Select every line in the listing that contains the word "wall", and copy each of those lines.

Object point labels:
** Start **

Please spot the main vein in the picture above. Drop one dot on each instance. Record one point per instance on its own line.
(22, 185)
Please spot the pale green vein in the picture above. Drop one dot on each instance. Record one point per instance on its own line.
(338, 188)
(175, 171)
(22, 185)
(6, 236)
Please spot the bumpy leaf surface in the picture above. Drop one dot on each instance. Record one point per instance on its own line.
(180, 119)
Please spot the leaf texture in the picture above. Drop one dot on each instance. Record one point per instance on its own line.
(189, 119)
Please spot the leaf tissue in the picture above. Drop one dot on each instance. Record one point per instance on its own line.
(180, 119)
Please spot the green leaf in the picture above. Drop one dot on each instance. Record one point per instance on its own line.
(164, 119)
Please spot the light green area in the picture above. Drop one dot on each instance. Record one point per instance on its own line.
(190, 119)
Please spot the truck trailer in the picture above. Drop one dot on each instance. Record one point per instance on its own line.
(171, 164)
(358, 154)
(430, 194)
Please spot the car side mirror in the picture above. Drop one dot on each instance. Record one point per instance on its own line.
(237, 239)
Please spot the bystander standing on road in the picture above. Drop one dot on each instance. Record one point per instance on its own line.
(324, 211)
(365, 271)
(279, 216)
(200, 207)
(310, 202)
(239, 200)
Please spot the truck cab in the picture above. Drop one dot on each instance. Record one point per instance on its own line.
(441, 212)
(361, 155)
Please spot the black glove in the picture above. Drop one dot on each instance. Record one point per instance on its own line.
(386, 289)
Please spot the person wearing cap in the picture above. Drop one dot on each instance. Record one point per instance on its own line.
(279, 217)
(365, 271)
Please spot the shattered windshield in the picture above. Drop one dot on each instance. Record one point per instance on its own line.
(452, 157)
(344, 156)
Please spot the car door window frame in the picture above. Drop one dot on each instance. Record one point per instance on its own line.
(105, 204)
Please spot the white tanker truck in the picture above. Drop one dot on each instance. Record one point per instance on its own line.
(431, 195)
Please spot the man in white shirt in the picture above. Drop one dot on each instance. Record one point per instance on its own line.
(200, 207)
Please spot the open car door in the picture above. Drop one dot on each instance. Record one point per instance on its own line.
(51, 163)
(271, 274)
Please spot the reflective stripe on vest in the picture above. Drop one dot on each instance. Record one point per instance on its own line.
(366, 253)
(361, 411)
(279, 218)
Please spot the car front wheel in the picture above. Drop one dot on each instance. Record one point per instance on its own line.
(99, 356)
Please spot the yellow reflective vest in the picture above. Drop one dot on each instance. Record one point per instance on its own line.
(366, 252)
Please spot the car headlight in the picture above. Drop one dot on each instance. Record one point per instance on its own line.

** End **
** Start **

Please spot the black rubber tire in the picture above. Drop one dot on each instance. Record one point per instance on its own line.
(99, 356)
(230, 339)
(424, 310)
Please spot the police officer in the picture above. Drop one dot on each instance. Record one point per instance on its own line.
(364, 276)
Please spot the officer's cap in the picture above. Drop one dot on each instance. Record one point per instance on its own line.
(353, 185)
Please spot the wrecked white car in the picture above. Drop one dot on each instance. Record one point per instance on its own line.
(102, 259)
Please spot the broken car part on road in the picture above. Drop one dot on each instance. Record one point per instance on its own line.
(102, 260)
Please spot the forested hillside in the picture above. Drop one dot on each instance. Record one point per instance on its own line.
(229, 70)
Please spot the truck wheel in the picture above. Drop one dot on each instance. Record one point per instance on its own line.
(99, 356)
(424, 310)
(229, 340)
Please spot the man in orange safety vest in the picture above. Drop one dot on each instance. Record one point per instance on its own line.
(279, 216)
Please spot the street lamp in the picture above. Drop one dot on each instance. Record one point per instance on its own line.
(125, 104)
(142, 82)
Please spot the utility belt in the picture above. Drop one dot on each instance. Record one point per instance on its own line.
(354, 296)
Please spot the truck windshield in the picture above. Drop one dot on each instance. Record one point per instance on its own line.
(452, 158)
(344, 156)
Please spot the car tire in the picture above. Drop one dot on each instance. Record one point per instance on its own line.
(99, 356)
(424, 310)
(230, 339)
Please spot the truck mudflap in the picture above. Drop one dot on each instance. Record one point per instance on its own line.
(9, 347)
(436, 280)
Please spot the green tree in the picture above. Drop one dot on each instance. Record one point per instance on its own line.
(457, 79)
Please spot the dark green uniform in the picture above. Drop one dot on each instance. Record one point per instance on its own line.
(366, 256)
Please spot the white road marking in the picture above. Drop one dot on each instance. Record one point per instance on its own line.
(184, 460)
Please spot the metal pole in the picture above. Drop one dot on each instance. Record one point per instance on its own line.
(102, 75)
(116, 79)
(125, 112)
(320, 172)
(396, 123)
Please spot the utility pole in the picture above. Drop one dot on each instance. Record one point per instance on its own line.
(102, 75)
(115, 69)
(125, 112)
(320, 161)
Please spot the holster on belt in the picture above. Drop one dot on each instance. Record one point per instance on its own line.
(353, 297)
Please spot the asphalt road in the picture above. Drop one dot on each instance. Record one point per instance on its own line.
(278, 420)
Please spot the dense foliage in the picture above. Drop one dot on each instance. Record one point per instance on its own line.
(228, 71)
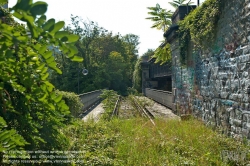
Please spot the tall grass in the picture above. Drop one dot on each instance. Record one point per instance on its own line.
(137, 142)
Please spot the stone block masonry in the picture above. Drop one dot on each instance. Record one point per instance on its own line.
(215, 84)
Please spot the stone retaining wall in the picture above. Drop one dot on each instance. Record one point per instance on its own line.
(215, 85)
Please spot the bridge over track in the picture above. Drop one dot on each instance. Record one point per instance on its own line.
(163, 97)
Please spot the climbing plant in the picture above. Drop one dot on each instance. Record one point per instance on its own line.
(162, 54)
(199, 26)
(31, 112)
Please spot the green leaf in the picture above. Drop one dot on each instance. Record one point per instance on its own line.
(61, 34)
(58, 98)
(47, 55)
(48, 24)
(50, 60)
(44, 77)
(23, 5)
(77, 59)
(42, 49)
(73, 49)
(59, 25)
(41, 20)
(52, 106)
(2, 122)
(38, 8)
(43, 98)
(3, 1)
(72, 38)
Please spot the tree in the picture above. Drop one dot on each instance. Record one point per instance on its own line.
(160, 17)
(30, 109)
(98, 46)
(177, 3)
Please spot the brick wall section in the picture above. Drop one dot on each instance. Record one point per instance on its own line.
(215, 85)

** End **

EXERCISE SOLUTION:
Please spot the stone retaining wall in the picture above. Drop one dot on each instance. Record one point per instance on its own line.
Please spot the brick wall section in the picture above. Drop one dot on each instance. Record one point per instance on its own line.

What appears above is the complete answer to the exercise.